Action item >> The answer must be every entry below, word for word, with the pictures left out.
————
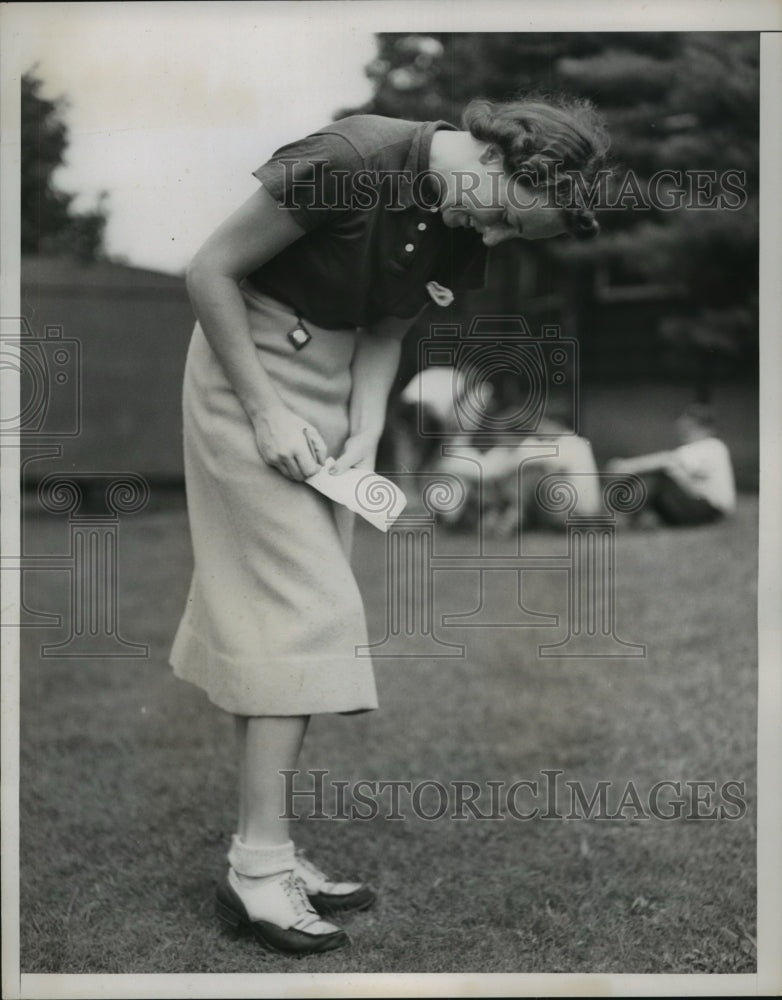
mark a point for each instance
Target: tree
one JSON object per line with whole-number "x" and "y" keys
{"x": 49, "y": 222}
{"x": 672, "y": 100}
————
Response to this task >>
mark a point for each instance
Target: tree
one JSON object per line with whole-number "x" and "y" keys
{"x": 49, "y": 222}
{"x": 672, "y": 100}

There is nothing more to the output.